• _Input rows_
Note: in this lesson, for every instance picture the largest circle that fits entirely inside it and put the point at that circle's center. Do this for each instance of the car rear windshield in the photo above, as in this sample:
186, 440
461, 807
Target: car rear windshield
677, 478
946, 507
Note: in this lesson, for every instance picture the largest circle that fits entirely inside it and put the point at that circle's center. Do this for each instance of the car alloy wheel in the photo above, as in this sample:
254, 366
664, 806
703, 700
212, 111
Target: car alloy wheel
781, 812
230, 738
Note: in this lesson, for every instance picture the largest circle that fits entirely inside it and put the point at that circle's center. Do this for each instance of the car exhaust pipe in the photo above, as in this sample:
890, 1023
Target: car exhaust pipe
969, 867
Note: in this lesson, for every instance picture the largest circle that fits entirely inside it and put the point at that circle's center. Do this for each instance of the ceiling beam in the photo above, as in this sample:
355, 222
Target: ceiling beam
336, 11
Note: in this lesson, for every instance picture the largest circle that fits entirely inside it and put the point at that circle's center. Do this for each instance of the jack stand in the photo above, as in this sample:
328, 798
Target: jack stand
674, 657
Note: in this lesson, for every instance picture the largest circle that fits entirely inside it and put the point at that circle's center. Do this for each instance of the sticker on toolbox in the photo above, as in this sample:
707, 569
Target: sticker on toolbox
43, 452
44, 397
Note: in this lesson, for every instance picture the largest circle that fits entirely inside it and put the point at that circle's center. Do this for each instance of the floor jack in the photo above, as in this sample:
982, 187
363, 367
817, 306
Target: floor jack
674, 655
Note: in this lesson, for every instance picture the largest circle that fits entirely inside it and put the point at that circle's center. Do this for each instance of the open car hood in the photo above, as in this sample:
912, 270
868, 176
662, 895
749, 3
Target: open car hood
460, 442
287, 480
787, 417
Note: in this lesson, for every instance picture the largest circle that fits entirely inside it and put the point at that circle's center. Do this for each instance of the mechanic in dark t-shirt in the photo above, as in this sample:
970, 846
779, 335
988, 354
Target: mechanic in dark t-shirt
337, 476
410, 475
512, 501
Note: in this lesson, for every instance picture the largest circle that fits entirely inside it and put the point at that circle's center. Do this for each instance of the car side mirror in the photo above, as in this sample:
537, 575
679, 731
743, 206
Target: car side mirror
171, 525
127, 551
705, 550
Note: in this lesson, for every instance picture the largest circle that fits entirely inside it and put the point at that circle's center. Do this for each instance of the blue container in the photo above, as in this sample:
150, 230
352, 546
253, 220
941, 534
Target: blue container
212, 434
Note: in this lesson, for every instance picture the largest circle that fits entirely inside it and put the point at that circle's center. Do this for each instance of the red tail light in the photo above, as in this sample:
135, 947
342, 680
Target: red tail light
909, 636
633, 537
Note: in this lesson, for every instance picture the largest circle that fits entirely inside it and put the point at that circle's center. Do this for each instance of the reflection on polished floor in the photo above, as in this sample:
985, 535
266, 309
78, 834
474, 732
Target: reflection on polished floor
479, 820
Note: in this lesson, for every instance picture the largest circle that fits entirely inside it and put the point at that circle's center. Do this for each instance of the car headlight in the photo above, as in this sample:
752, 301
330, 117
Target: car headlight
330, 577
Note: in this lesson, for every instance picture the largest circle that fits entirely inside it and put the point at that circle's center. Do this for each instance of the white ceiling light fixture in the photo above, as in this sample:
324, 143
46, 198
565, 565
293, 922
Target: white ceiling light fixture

• _Stated problem_
Reproduce every line of the items above, word for word, from the first to the last.

• _Solved problem_
Note: in this lesson, for every instance picture the largest circle that fits entirely inside it and put the point at that circle's center. Do this for each instance of the car rear windshield in the photo above, as in this sample:
186, 440
461, 807
Target: car rear windshield
677, 478
946, 507
Note: in this lesson, for every instance picture the largest circle that fits entirely inside it and put the point at that circle's center. Do this for each instance of the car alloy wheel in the photo above, as in this sample:
254, 366
664, 806
703, 700
212, 111
Target: car alloy wheel
781, 812
230, 738
Note: in this lesson, for every instance picture the largest circle that fits entirely inside it and put the point at that circle's center. Do this for each instance of the car exhaust pipe in the photo above, as in this sample:
890, 1023
Target: car exhaust pipe
969, 867
Note: in this lesson, for every instance picture the largest circle that fits entirely inside it and put the point at that circle's center. Do this for each instance of the ceiling beam in the photo above, as in this sample:
355, 222
Target: ceiling beam
336, 11
Note: in this lesson, for every instance picture the largest circle that fits entirely inside it and put the point at that circle's center. Do this for each instance of the jack stand in the photo above, as in this sample:
328, 798
Target: jack stand
674, 657
Note: in this lesson, for every instance picture the largest circle that fits entirely inside it and put the point at that circle's center. Do this for each instance of the sticker on toolbox in the photo above, as in this sample:
707, 569
Target: sticker on toolbox
43, 452
44, 397
Note: in this lesson, for every instance picture the largest circle that fits entirely inside it and put the point at that circle's center. Do this for each instance of the floor jack in the photo above, as in this sample:
982, 187
363, 367
817, 306
Target: floor jack
674, 655
Note: in this lesson, for every instance picture the largest circle that fits entirely inside it and put the point at that circle's center. Do this for each instance of the open car hood in the photo above, as in this sample:
912, 270
868, 176
662, 895
749, 3
Target: open car hood
460, 442
287, 480
787, 417
Note: in this lesson, for every instance picture the largest circle that fits entirely inside it and put the point at that circle's center. Do this for each instance of the mechanic in dark t-shirt in the photo above, as in this sample:
970, 846
779, 335
988, 354
Target: mechanic in dark t-shirt
337, 476
410, 475
512, 501
Note: in this lesson, for every instance picture the largest circle that fits entirely inside it and put the point at that circle's center. Do this for each instance of the car side mirror in the photo above, as in this sample:
537, 575
679, 731
743, 206
Target: car side mirror
171, 525
127, 551
705, 550
Note: in this lesson, for every instance picture the largest circle that fits entirely inside it and put the point at that circle's center. Do this for each instance of the blue container in the photo above, as in this sample:
150, 230
352, 546
253, 220
941, 534
Target: blue container
212, 434
Note: in this lesson, for every instance picture the largest circle that fits entirely inside it and put the point at that circle's center. Do this for each instance of the red tail light in the photo above, as in this sample:
135, 947
342, 680
Target: red tail light
909, 636
633, 537
Note: in this lesson, for every instance picture the largest circle that fits entirely inside it and put the point at that circle's center. Do this for each instance of the reflection on polished floor in the photo above, as in this sample:
985, 535
266, 309
78, 834
474, 732
Target: reflection on polished floor
479, 820
Note: in this lesson, for every instance picture the largest circle that fits entirely inside it and put the point at that circle's center. Do this for each instance of the car headlight in the photo above, as in this sample:
752, 301
330, 117
Target: car headlight
330, 577
Note: in this lesson, for every instance picture the largest circle that fits entirely inside it and put the point at that circle's center. Do this for each instance of the white ceiling light fixture in the photo above, as in this sample:
324, 143
46, 198
565, 565
293, 922
Target: white ceiling light fixture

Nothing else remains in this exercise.